> WHAT TO DO
Reproduce every one of the following rows word for word, leaving out the pictures.
# start of RECORD EXCERPTS
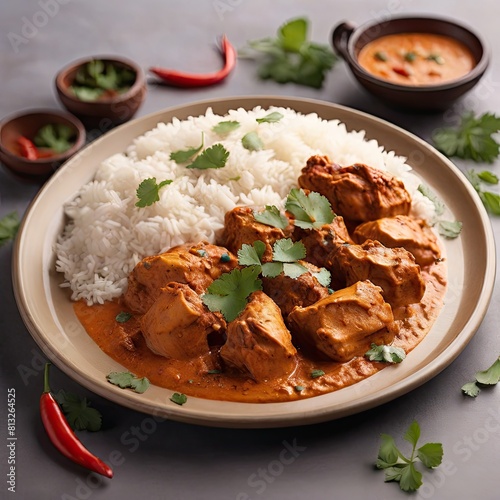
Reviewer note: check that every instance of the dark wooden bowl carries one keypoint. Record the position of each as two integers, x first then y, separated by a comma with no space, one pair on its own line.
27,124
105,112
348,40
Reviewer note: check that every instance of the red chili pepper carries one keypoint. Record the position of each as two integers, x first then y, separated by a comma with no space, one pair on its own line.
28,149
182,79
63,437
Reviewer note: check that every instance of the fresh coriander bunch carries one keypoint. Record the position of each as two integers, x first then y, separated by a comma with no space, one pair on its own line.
290,57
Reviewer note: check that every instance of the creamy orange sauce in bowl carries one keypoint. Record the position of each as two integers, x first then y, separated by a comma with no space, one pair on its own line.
416,58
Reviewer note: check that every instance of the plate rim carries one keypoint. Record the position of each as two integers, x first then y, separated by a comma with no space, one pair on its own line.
253,420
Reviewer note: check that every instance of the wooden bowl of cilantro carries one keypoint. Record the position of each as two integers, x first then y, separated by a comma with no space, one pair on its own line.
33,144
102,91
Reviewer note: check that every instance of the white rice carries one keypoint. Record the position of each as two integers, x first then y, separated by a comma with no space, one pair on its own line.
108,235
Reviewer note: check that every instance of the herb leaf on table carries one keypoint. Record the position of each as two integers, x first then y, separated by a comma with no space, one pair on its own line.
472,139
290,57
402,469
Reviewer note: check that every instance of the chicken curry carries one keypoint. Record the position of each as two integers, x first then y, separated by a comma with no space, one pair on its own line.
416,58
295,336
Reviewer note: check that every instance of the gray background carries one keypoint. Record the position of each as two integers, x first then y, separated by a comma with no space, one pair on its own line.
169,460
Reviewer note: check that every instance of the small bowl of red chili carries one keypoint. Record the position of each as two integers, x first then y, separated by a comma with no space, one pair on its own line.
418,63
102,91
33,144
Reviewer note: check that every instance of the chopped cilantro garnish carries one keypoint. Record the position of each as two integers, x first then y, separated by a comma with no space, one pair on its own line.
127,380
178,398
252,142
148,191
223,128
271,216
78,411
229,293
213,157
9,224
386,353
402,469
273,117
311,210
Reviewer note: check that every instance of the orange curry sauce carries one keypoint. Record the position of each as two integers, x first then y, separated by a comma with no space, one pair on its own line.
197,378
416,58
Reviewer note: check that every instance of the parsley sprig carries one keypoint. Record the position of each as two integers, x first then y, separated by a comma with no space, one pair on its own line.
385,353
213,157
402,469
9,224
148,191
290,57
79,412
311,210
127,380
229,293
472,139
484,378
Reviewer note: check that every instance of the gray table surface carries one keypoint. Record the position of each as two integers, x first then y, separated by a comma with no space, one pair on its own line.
169,460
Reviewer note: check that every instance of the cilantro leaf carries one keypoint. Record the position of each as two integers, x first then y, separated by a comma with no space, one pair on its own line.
290,57
471,139
286,250
271,216
251,255
252,142
79,414
471,389
229,293
386,353
310,211
490,376
56,136
123,317
449,229
213,157
184,155
9,225
224,127
178,398
273,117
127,380
148,191
439,206
399,468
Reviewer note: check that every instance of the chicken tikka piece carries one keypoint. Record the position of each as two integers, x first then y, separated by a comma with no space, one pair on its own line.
196,265
394,270
258,342
357,192
177,325
402,231
344,324
241,227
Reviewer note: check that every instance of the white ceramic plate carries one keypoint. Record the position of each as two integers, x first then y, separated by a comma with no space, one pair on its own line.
48,313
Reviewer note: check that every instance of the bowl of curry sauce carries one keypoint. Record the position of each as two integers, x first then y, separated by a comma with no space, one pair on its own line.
419,63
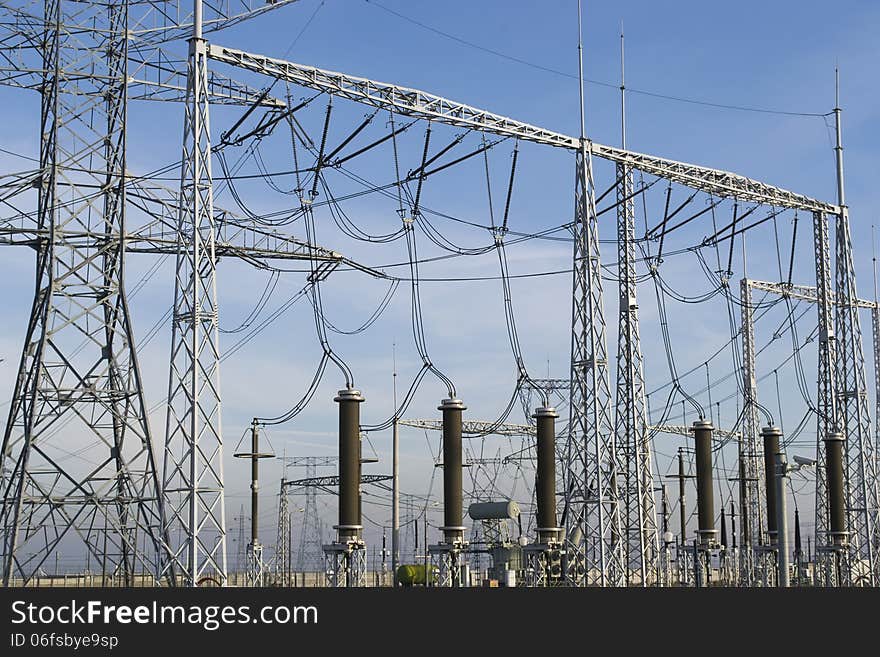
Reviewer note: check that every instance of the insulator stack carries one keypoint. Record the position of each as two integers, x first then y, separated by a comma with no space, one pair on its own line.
771,437
834,444
545,480
349,527
453,530
705,497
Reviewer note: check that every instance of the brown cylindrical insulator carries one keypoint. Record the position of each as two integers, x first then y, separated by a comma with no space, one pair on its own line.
834,479
771,437
545,477
349,464
705,496
453,530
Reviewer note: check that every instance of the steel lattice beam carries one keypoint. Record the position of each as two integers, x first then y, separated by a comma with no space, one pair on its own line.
420,104
474,427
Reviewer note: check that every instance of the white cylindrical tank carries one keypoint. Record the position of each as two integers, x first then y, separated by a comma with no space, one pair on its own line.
508,509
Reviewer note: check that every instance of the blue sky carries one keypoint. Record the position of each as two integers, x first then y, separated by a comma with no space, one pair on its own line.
776,56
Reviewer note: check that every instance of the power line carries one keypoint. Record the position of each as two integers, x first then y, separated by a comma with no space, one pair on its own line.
609,85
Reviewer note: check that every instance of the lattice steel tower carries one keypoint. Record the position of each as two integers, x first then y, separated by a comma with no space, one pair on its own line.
590,475
631,425
78,372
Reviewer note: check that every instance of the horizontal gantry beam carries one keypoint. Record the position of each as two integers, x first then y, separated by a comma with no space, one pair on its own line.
423,105
474,427
330,481
800,292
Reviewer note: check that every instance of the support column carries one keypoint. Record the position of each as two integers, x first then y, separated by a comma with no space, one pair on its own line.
771,437
447,553
706,531
346,557
543,557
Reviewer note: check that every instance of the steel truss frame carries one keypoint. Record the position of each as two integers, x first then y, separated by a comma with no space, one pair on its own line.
79,362
862,507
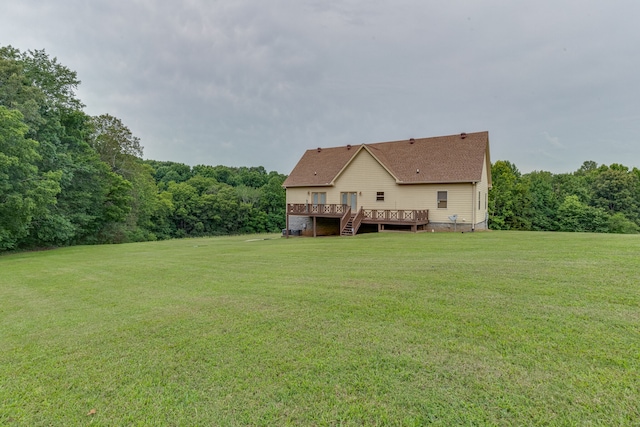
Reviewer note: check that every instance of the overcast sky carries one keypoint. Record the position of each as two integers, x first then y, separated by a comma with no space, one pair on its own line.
251,82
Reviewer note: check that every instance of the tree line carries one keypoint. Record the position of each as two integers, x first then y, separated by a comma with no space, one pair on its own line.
595,198
68,178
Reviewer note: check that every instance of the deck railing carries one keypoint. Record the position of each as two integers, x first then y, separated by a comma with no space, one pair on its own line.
396,215
316,209
344,211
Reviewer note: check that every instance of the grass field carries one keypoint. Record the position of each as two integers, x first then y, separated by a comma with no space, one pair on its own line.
497,328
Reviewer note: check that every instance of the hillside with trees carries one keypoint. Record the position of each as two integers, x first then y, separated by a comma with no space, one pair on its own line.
602,199
67,178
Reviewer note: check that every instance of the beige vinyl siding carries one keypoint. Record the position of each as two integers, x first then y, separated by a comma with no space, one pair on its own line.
367,177
483,188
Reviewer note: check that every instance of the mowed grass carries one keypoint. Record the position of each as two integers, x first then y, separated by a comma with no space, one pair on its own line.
495,328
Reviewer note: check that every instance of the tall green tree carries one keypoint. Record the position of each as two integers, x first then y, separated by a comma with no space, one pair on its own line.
24,191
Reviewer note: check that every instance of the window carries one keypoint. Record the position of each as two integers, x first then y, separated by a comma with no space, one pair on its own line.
319,198
442,199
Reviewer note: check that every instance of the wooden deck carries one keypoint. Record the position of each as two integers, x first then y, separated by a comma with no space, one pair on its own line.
350,221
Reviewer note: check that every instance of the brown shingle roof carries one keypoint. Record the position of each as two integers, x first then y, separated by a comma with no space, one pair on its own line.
442,159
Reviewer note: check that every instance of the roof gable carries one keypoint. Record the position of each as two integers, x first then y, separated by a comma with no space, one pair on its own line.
443,159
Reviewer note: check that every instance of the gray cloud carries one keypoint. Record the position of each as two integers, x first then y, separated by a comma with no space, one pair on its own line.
254,83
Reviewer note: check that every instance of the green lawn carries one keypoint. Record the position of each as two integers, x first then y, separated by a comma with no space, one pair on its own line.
497,328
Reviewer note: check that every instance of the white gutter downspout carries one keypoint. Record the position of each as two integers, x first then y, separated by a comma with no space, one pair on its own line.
473,206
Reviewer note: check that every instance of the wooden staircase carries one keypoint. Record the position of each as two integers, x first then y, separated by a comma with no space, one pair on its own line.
347,230
352,223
# end of RECORD EXCERPTS
> SOLUTION TO THIS TASK
Reviewer note: check that every instance of the dark wooden bowl carries one keypoint. Record the position of each as two integers, x first then y, separated by a comma with no space, one pair on its own line.
27,124
105,112
348,40
Reviewer note: check that every instance of the red chili pepper carries one keypoint. Record the position of each as two integers, x first then y, separated by a comma with no space, one pair on its own line.
28,149
182,79
63,437
Reviewer note: check that every instance of the fresh coriander bunch carries one keypoint. Record the position of each as two integers, x first then y, separated by a comma with no space, one pair on its own line.
290,57
Reviewer note: check that every instance of the creamy orange sauce in bowl carries one keypoint. Record the position of each as two integers, x first then y, separated by a comma with no space, one pair on its own line.
416,58
Reviewer note: check that every instance of the plate rim carries one keypoint. Record the position of each as two integers, x first then y, separated by a comma with no space, one pair on its own line.
253,420
Reviewer note: check that every instance of the wooden bowl of cilantro carries one keypoint. Record the position of each as two integers, x first then y, separated by a comma with no space, one pair on its own line.
33,144
102,91
Reviewer note: check that every instance of the white rice carries one keypoint. Record the position of each as two integers, x first then y, separated by a comma with no space, one pair on its own line.
108,235
Reviewer note: check that every instance of the herb leaf on table carries one keypoint. Record the position of each as two integers, x first then y, separated by a comma with no space, one pair on its own line.
472,139
290,57
402,469
Reviewer note: check that every instance of the chicken curry carries one keypoint. Record the position of each as two integers, x first then y, separated by a comma with no space, one pair on its own line.
416,58
295,336
Reviewer note: check that every instance of the gray background carries one keypoint. Record the position of each as two integers, x first then y, separated by a comma with no space, one pair on its own line.
169,460
Reviewer note: check that every instance of the small bowl of red chili carries one keypoint. Record the position of each as two integers, x first then y, separated by a comma with no space, one pair on its own line.
418,63
102,91
33,144
Reviewer note: check that every instance of the chopped cilantro garnish carries one keypoint. Record the position of each as two integers, x first then y, separated by a comma with no space, one pair on its own line.
127,380
178,398
252,142
148,191
223,128
271,216
78,411
229,293
213,157
9,224
386,353
402,469
273,117
311,210
Reviewer note: check that every instance of the orange curry sauce carries one keypoint. Record the position of each as two integers, x first then y, separated by a comma with no space, one pair on its own line.
197,378
416,58
Reviewer note: check that every instance of the parsley sprig carries one keypoint. Record the position of each as two integers, x first then y, separated by a comma with no space, one pair on its own line.
385,353
213,157
402,469
9,224
148,191
290,57
79,412
311,210
127,380
229,293
472,139
484,378
Reviewer note: check that every instance of the gray table surface carries one keypoint. Record the position of each as two integers, x first then y, separated by a comma with no space, one pair on its own line.
169,460
Reviewer note: check that every instance of the cilantro leaf carries one keypoint. Record the position of each as two integers, x first then y, separated by a comma with no space, one pair on its own line.
290,57
471,139
286,250
271,216
251,255
252,142
79,414
471,389
229,293
386,353
310,211
490,376
56,136
123,317
449,229
213,157
184,155
9,225
224,127
178,398
273,117
127,380
148,191
439,206
399,468
Reviewer note: check that every instance of the chicken tikka piece carries one keypoint. Record the position of each as two integers, x first then y, separated by a comma with no space, one pair on its own line.
196,265
394,270
258,342
357,192
177,325
402,231
344,324
241,227
Reviewer note: check that every instance of the white ceramic plate carries one keypoint. Record the position of each as two integers, x first then y, separated by a comma with no space, one pair on its own line.
48,313
Reviewer note: check that every instance of the bowl of curry sauce carries one keypoint. Record the position of each as two integers, x first then y, separated by a comma with no space, one pair on its own line.
419,63
Reviewer note: check that every instance of the insulator stack carries one keypoint. Record the position of each as two integers, x first then y, separated by a comma with no space, one pair on its own line.
771,437
834,444
545,480
349,527
453,530
705,497
Reviewer note: check that every instance of the brown cylindrical insulator carries one keypoint. Record the position of each as two integers, x first then y, separated by a comma with no space, one pair on its own line.
834,479
771,437
545,477
349,464
705,496
453,530
Reviewer note: check that every instance of the steel lattice beam carries one keypoint. Record the position of each as two integers, x first then y, separated by a comma with no space, one pair on its own line.
420,104
474,427
Reviewer note: check that every instance of the white cylindrical tank carries one keypoint. Record the position of each as two integers, x first then y, separated by a comma with no space, one pair on its own line.
508,509
Reviewer note: check that every instance of the blue sky carries one keypoint. Record the position of each as two integers, x first then y, separated by a comma with no space, one pair on its own line.
776,56
Reviewer note: check that every instance of the power line carries one keypoint. Record the position of each as two integers, x first then y, separated by a comma with no space, one pair on its own line.
609,85
Reviewer note: check that every instance of the lattice steel tower carries one keypoint. Record the position of each as two integers, x first then y, separated by a comma with no space, one pair on its own line.
590,475
631,425
78,372
Reviewer note: check that every instance of the horizontal gantry beam carries one keypoint. Record the position of each as two integers, x first then y, separated by a comma with no space, one pair on its own line.
423,105
474,427
330,481
800,292
Reviewer note: check that every instance of the support column carries one keypoint. Record the position of each as two integers, x first then y, separated by a comma with no space, one pair on its own line.
771,437
447,553
706,531
346,557
543,557
Reviewer note: check that every instance of the steel truss frame carries one keypoint. Record the position of each as two integers, x first then y, separated by a comma with no space, one pair on its own line.
79,362
862,507
Reviewer note: check that every instance of the overcast sky carries one keypoint. Record the position of each as two integers, x first then y, separated by a comma with no space, one pair on its own line.
251,82
Reviewer note: check that every instance of the tree line carries one keypoint. Record the position of each as two integers, x first then y, separated by a comma with no space, one pair on its own line.
595,198
68,178
Reviewer note: check that every instance of the deck railing carries one keypoint. Record the position of each as two integers, x first then y, separated by a comma with no space, one pair on its own line.
396,215
316,209
344,211
Reviewer note: check that every instance of the grass field carries one keypoint. Record the position of each as two integers, x first then y, separated by a comma with no space, one pair on its own line.
497,328
Reviewer note: check that every instance of the hillside with trees carries one keypoint. Record the position of each as two integers, x first then y, separated by a comma with no space, one pair on its own line.
602,199
67,178
Reviewer note: check that every instance of the beige vinyl siding carries one keypoint. Record the position of each as two integers, x first then y, separated by a comma with no space, one pair on its own line.
367,177
483,188
Reviewer note: check that every instance of the mowed grass carries one keypoint. Record the position of each as two integers, x first then y, separated by a comma with no space, one pair on its own line.
495,328
Reviewer note: check that every instance of the tall green tree carries one keypoint. Record the position of each as two integers, x first then y, separated by a comma with no space, one pair on its own line.
24,191
Reviewer note: check that every instance of the window carries one keypoint. Record the position of each as two integers, x first then y, separated by a comma with no space, one pair on its own line.
319,198
442,199
Reviewer note: check that every instance of the wooden deck carries one keypoint. Record the position of each as two integers, x first then y, separated by a comma with no space, one pair on its own line.
350,221
Reviewer note: check that every instance of the brown shingle roof carries one keypoint. Record the position of each as two integers, x first then y, separated by a comma with no space, one pair on its own line.
442,159
Reviewer note: check that every instance of the roof gable carries one keypoint. Record the position of each as two integers, x first then y, separated by a comma with no space, one pair on its own line.
443,159
Reviewer note: check that every instance of the gray cloud carries one keypoint. Record the position of each as two integers, x first then y, separated by a comma with no space, one pair on its own line.
254,83
Reviewer note: check that every instance of the green lawn carries one keypoint. Record the position of each as two integers, x first then y, separated by a comma with no space, one pair on its own line.
497,328
Reviewer note: check that every instance of the white gutter downspout carries one keypoint. Record the position of each as two integers, x first then y, separated by a comma with no space, one pair on its own line.
473,206
Reviewer note: check that every instance of the wooden staircase carries one keypoint. Record the position of each as two integers, x first then y, separated by a comma with no space, one pair on its own line.
347,230
352,223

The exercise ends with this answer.